** start TEXT PASSAGE **

The future of 3D in internet – part 2

18 03 2009

My previous post was intended to be a draft that I would continue on this orning. Now it seems that I published it so it will stay like that but here comes what I really would like to say with that post (more than announce that Archon2160 will at least be put on a halt).

As usual, a lot of things are happening when it comes to webdevelopment and if 3D had it’s big entrance during 2008 it will definitely expand to a whole new level during 2009. There are several wise men with open-source-beards that predict the upcoming of alternative techniques such as Unity3D. Now, for you who hasn’t been following the progress of that exciting toolset, Unity3D is, just like flash, a package of tools for creating animated stuff on the net. Complete with a very functional drag and drop GUI, 3 different programming or scripting languages and a great set of support. Now here is where similarities of Flash ends, because Unity3D is in 3D. I mean for real. It is built up from scratch with a clear focus on game development in 3D and take use of all the new hardware functionality that comes with todays OpenGL standards which allows for a whole other experience compared to Flash and it’s 3D-engines out there.

** end TEXT PASSAGE **
** start DATASET ROWS **

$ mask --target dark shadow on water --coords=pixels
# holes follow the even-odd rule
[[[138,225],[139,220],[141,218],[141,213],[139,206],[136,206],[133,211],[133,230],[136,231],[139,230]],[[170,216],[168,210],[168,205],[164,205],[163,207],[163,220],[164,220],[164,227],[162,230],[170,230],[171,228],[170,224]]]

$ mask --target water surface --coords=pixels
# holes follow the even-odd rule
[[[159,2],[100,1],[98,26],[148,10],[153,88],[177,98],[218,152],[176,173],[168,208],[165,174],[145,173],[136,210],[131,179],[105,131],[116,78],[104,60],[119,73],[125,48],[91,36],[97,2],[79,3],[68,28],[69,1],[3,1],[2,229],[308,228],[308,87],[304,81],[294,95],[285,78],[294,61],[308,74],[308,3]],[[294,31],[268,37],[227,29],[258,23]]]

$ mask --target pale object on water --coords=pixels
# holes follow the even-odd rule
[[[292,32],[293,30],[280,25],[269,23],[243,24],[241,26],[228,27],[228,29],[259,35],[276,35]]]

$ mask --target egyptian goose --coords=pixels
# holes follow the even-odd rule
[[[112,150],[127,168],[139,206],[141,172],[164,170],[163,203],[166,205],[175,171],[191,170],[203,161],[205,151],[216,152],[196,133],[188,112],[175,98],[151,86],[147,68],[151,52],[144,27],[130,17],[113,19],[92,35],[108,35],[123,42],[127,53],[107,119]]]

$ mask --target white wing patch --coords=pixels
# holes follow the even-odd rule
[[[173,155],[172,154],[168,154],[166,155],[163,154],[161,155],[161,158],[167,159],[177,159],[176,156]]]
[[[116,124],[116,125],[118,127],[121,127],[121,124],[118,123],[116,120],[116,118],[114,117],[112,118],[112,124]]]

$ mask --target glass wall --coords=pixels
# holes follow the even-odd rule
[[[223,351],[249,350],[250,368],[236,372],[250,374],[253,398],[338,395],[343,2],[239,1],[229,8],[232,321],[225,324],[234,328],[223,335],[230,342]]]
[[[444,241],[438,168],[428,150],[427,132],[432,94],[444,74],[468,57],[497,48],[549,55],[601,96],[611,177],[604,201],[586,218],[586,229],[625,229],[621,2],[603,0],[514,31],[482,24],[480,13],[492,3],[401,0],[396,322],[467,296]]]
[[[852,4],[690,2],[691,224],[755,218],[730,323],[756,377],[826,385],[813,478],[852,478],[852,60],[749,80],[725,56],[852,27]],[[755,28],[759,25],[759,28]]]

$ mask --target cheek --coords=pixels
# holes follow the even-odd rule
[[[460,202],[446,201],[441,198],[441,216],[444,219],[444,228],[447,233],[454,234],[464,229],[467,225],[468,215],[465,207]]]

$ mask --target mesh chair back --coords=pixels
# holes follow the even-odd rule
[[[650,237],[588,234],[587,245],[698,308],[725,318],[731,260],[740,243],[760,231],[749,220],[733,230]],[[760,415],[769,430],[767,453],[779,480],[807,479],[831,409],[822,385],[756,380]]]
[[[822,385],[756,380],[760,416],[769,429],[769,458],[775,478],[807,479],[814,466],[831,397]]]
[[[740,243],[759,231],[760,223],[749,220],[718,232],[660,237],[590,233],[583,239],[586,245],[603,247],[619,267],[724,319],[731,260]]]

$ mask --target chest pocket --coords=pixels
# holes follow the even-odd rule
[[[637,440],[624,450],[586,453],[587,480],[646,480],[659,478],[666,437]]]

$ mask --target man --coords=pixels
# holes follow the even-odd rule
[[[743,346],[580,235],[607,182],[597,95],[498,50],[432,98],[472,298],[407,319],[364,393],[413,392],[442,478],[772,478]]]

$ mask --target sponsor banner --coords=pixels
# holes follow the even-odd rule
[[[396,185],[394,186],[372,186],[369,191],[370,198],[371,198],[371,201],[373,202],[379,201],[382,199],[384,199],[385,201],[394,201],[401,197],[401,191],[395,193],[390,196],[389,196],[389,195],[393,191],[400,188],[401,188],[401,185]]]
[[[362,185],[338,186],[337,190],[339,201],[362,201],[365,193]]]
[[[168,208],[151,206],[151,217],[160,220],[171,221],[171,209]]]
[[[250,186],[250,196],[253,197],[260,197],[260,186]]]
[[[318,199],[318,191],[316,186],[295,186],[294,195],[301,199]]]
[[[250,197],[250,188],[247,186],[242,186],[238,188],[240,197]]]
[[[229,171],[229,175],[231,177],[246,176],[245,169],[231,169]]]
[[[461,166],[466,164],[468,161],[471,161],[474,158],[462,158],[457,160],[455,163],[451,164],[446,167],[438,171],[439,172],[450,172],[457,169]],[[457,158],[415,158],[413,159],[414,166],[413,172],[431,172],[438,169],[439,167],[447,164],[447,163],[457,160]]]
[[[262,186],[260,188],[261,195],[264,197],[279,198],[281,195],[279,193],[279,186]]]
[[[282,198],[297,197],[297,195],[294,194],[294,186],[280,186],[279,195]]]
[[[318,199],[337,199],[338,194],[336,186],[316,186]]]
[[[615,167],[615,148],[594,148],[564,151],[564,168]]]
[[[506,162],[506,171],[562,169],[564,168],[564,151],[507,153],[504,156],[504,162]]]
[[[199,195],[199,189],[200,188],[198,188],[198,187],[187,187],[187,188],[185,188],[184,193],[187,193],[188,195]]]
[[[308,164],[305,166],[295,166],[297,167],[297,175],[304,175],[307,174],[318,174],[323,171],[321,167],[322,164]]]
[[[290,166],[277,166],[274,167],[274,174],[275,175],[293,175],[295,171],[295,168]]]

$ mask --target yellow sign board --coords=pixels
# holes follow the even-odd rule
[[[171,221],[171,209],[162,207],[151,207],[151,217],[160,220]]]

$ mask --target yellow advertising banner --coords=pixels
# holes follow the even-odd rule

** end DATASET ROWS **

* PARTS OF THE EXERCISE
A. Reproduce word for word the part of the post on 3D on the web, starting with "The future of" and going on through "on a halt).".
B. Report every line of the listing that contains the string "water", treating uppercase and lowercase as different.

* EXPECTED ANSWERS
A.
The future of 3D in internet – part 2

18 03 2009

My previous post was intended to be a draft that I would continue on this orning. Now it seems that I published it so it will stay like that but here comes what I really would like to say with that post (more than announce that Archon2160 will at least be put on a halt).

B.
$ mask --target dark shadow on water --coords=pixels
$ mask --target water surface --coords=pixels
$ mask --target pale object on water --coords=pixels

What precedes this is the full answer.